Published July 20, 2012
We’ll be talking about the Penn State scandal and subsequent cover-ups for a long time. But as the dust clears on this phase after former FBI Director Louis Freeh’s findings and we give proper empathy to a way-too-long list of victims, I keep thinking about what might be called its second- and third-tier victims as well.
While I won’t lose a wink of sleep if the NCAA gives the Nittany Lions football program the death penalty, I will feel deep compassion for the incidental victims who will take that hit. Players and coaches who had no part in the scandal. Scorekeepers. Those who work concessions. Those who make, supply, and sell uniforms and shoulder pads and footballs. Parking attendants. Hotel owners. Hotel staff. Restaurant owners. Bartenders and waitresses who raked it in during football season. This list only scratches the surface.
It reminds me of the people who don't occupy the C-suites but suffered greatly when the Wall Street debacle went down a few years ago – maids, nannies, cooks, the guy selling hotdogs on the wrong corner.
How do we reconcile it all? How does this kind of horror not affect how we set goals? Because don’t the following typically carry a positive connotation?
Institution. Hierarchy. Money. Legacy. Ambition. Power. Winning.
It takes a certain amount of ego to excel, or shall we say succeed, in that lineup. Where does legacy fit in now? What was once perceived as admirable, the height of ambition in Joe Paterno, is now a disaster. Is that legacy? How does it speak to the random person who wants to preserve a record and a reputation so badly that he glazes over what he perceives as minor? Might he stop and ask himself some questions about priorities and honor and, if called for, humanity?
I keep thinking of the survivors, the Paterno family and close friends. Because denial is a natural part of the grieving process. So is the ‘why?’ question – asking it over and over again. And then there’s anger. In most cases, we rail at the person for dying on us and leaving us to deal with it. In this case, the amount of rage they will likely experience is beyond what most of us can comprehend.
They, and all the people who ever called Paterno a mentor or major influence in their lives, are left hanging. They will never know how he would have handled this. Would it have brought him to his knees? Hardened him? Lingering questions come with most deaths. They can persist and overwhelm. This death, whoa.

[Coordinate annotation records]

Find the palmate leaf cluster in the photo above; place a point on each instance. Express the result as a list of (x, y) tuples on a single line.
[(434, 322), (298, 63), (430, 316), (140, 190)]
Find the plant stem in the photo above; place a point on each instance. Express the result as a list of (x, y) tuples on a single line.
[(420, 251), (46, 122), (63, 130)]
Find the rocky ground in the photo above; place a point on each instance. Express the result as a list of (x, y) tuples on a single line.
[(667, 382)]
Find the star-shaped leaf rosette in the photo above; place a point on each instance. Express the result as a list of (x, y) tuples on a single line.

* * *

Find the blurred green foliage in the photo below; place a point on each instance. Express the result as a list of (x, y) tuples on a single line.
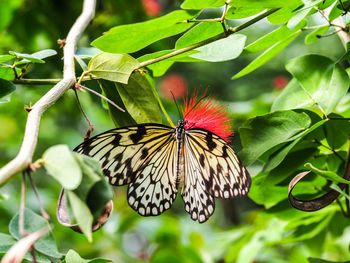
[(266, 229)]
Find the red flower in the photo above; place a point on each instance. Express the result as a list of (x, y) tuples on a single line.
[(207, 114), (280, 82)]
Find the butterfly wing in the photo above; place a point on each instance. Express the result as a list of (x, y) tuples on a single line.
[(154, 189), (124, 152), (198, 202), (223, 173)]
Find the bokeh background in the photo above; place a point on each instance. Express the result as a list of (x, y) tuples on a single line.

Directions for this task —
Continue the Penn State scandal essay from its last sentence, keeping its voice.

Solved problem —
For the rest of us, there are some we can apply to our own lives. Who are we putting on a pedestal? Modeling ourselves after? What if I found out my own mentor was molesting children when he wasn’t teaching his journalism students how to be excellent and ethical in reporting and editing? He was a great champion of me and my career. That wouldn’t go away. But how would a big revelation like that land on me? Would I feel duped? Protective? Would I seethe? Confront?
Certainly this gives us pause on our role models. How can we know, really? What might we believe that’s false? What are we holding on to? How might it impact things we’re doing and how we’re living? It all asks us to go within, be inspired or influenced by others, but use it to grow and not glorify.
I’m 50 years old and sometimes I wonder why I should give a hoot about anything but now. I’m so upended by thoughts around death lately. It’s been that kind of year. Ultimately, I find the messages in most things. I have no ties to Penn State. I’m completely ambivalent about it as a sports power. And yet this situation has me not just thinking about the aforementioned lingering questions, but evaluating how I live and how I might coach a client to live.
For example, this keeps popping into my head: If you died today, what are you leaving behind? Order? Chaos?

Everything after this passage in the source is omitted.